CHALLENGES ▸
**A)** Retype the tile-coating excerpt word for word, starting with "Preferably this initial" and going on through "of the exposed surface.".
**B)** In the tile-coating excerpt, what viscosity range is typical for the initial coating material when it is sprayed?

**** TEXT EXCERPT ****

Similar reference characters indicate corresponding parts
throughout the several views of the drawings, and the dimensions of
the parts as shown in the drawings are exaggerated in order to more
clearly illustrate the principles of the invention.
DETAILED DESCRIPTION
A. The Abuttment of Front And Back Edges
Referring to the drawings, FIG. 1A is a flow diagram illustrating a
preferred method of applying a protective coating to tile in
accordance with the invention. As illustrated, the initial step
involves providing a succession of base tiles with abutting front
and back pre-formed edges. Typically the base tiles are uncoated
vinyl or vinyl asbestos tiles which have been pre-cut from wide
sheets using any conventional process such as the above described
picture-frame process. While the method of the invention can be
used to coat flat planar surfaces exposed to wear, it is most
advantageous when used to coat exposed decorative relief
surfaces.
The base tiles can be provided to the coating process in the form
of a succession of tiles with abutting front and back edges by the
apparatus schematically illustrated in FIG. 1B. Typically the
pre-cut base tiles arrive in stacks. The stacks are fed into a
conventional feeder 2 which, by a shuttle or slide mechanism,
successively deals the base tiles one at a time under a cleaning
brush onto a live roller conveying mechanism 4 and thence to a
friction-type conveyor belt 6. The friction-type conveyor belt, in
turn, transports the individual base tiles to a retarding mechanism
such as a slide 8. At the slide, which may be a plate or plurality
of rails, each tile is sufficiently slowed down by friction that
the front edge of the next successive tile abuts against its back
edge. Similarly, the front edge of the tile abuts against the back
edge of the preceding successive tile.
B. The Initial Coating
The next step shown in FIG. 1A is the application of a first
coating of protective material covering at least the low areas of
the exposed surface without covering the pre-formed edges.
Preferably this initial coating is applied by spraying the
protective material onto the exposed surface. In order to prevent
objectionable coating of the front and back edges, the spray is
applied while the front and back edges of successive tiles abut one
another, and in order to prevent coating of the side edges, the
spray is directed onto the surface from one or more points
vertically within the side edges so that the edges always remain
within the shadow of the exposed surface.
The viscosity of the initial coating material is preferably chosen
to permit a thin, substantially uniform thickness coverage of the
entire surface and, for spray coating, typically lies in the range
of 1 to 4 poise. The initial coating can be relatively thin because
it need only protect the low areas of the exposed surface subject
to little wear. Typically it will have a substantially uniform
thickness in the range between 0.3 and 0.6 mil.

**** DATASET ENTRIES ****

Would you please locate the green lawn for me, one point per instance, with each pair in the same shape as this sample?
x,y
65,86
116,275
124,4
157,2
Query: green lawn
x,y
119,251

****

SOLUTIONS TO THE TASKS ▸
**A)**
Preferably this initial coating is applied by spraying the
protective material onto the exposed surface. In order to prevent
objectionable coating of the front and back edges, the spray is
applied while the front and back edges of successive tiles abut one
another, and in order to prevent coating of the side edges, the
spray is directed onto the surface from one or more points
vertically within the side edges so that the edges always remain
within the shadow of the exposed surface.

**B)** 1 to 4 poise